_Exercise description_. In your copy, the records appear word for word and the pictures do not appear at all.

(Point localization data)
================================

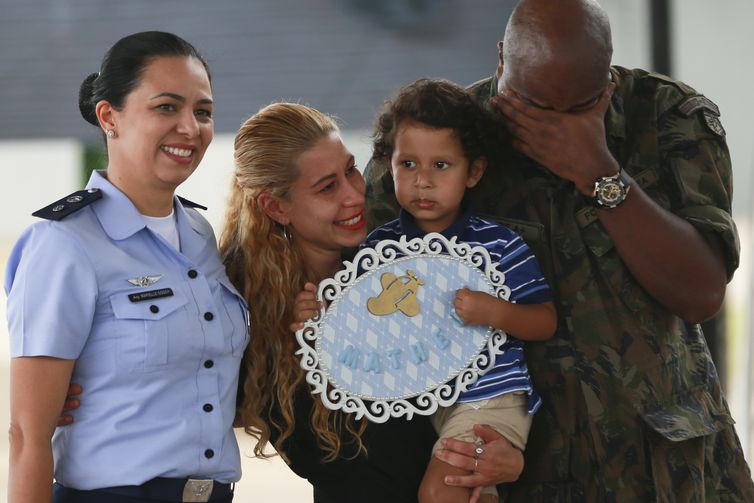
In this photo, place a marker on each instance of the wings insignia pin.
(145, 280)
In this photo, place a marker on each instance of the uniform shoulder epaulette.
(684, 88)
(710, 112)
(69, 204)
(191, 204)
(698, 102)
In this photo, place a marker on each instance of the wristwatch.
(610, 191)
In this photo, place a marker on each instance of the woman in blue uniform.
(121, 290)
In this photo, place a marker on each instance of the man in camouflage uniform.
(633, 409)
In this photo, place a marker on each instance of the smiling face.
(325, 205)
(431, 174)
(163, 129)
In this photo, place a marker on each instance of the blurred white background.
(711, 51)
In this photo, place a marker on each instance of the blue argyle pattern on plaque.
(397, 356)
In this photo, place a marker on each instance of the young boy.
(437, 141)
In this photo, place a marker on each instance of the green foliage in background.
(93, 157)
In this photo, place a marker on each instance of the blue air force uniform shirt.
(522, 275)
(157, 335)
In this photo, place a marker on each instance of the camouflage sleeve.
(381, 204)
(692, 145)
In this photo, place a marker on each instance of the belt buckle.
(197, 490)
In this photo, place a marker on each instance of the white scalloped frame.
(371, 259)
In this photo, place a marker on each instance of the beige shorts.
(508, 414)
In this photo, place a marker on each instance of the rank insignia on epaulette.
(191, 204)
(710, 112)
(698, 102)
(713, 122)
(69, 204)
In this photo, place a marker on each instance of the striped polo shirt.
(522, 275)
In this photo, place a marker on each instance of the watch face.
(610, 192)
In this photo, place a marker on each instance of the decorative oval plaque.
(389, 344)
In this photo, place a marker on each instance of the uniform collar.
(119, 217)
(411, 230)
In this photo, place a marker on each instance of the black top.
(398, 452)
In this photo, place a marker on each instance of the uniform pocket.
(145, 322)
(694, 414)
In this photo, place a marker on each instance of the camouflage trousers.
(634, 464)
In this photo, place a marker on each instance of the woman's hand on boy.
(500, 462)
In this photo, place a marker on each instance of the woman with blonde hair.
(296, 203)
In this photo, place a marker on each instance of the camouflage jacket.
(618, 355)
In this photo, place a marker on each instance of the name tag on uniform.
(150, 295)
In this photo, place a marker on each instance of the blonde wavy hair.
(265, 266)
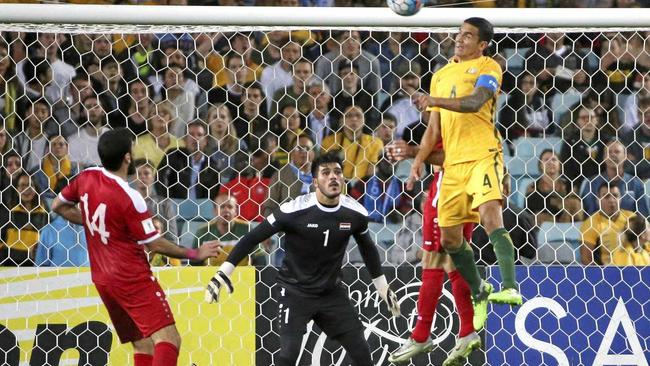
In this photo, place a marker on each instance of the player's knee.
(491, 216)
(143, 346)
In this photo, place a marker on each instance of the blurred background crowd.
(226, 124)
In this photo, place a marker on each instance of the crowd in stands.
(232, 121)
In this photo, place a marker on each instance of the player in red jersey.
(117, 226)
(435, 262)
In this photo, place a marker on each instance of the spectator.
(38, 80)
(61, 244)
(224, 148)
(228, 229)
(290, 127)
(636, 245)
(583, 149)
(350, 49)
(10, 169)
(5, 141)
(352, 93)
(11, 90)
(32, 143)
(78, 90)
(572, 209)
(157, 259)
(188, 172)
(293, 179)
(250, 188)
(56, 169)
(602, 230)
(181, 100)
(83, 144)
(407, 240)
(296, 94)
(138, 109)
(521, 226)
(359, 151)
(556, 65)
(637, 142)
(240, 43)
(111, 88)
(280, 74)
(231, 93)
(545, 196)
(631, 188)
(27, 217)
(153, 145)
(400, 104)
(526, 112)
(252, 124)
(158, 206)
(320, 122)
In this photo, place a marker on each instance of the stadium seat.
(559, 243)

================================

_Task output_.
In this photo, place a marker on each instance of the wings insignia pin.
(145, 280)
In this photo, place a marker on each instance of the uniform shoulder epaulette.
(684, 88)
(710, 112)
(69, 204)
(191, 204)
(698, 102)
In this photo, place a marker on each instance of the wristwatch.
(610, 191)
In this photo, place a marker on each instance of the woman in blue uniform.
(121, 290)
In this photo, place a marker on each instance of the man in camouflage uniform.
(633, 409)
In this photo, place a marker on each instance of the smiling face.
(325, 205)
(431, 174)
(163, 129)
In this photo, place a marker on each instance of the blurred white background.
(711, 51)
In this photo, place a marker on each instance of the blue argyle pattern on plaque.
(397, 356)
In this photo, place a marker on each instance of the young boy.
(437, 141)
In this photo, place a marker on each instance of the green foliage in background.
(93, 157)
In this photo, place a marker on each instance of the blue air force uniform shirt.
(522, 275)
(157, 335)
In this photo, place a marker on each instance of the camouflage sleeve.
(381, 204)
(692, 145)
In this photo, place a marker on each instance of the belt buckle.
(197, 490)
In this photo, place a marker on each instance of the white scalloped frame.
(371, 259)
In this photo, place a marker on each instance of the beige shorts.
(508, 414)
In this photo, place a marker on each instance of the rank insignia on epaulette.
(191, 204)
(710, 112)
(698, 102)
(713, 122)
(69, 204)
In this photo, place a marker on each instance of the striped polo shirt.
(522, 275)
In this photo, place a marker on each instance of the watch face.
(610, 192)
In this photo, place a marker on each instance of the decorative oval plaque.
(389, 344)
In this photo, place a marker on each instance of the uniform collar.
(119, 217)
(411, 230)
In this photo, place a marker on each instance of the black top.
(398, 452)
In this photo, place a marker on each instance of the uniform pocket.
(145, 322)
(694, 414)
In this photo, place a marker on each instance of the camouflage trousers.
(634, 464)
In this photo, place a marker on each instance of the woman's hand on boy.
(500, 462)
In this photo, place a marker on each instance of the woman with blonde hair.
(296, 203)
In this photo, place a marker on each instance of the camouflage jacket.
(618, 355)
In this photo, place a marker on each instance of the name tag on uniform.
(150, 295)
In this photo, place a marker on each instance of the blonde wavy hair.
(265, 266)
In this photo, place a marker on each instance of the player's knee.
(491, 216)
(143, 346)
In this photo, place a marker on each instance of the blurred background crowd.
(226, 124)
In this photo, place a marker on each instance of the crowd in stands.
(232, 121)
In this photo, place a marker on each instance of the player in red jersey.
(117, 226)
(435, 262)
In this photo, place a marker on each instance of the spectator.
(38, 80)
(61, 244)
(224, 148)
(228, 229)
(290, 127)
(636, 245)
(583, 149)
(350, 49)
(10, 169)
(5, 141)
(352, 93)
(11, 90)
(32, 143)
(78, 90)
(572, 209)
(157, 259)
(188, 172)
(293, 179)
(250, 188)
(56, 169)
(602, 230)
(181, 100)
(83, 144)
(407, 240)
(296, 94)
(138, 109)
(521, 226)
(359, 151)
(556, 65)
(637, 142)
(240, 43)
(111, 88)
(280, 74)
(231, 93)
(545, 196)
(631, 188)
(27, 217)
(153, 145)
(400, 104)
(526, 112)
(252, 124)
(158, 206)
(320, 122)
In this photo, place a marker on each instance of the stadium seat.
(559, 243)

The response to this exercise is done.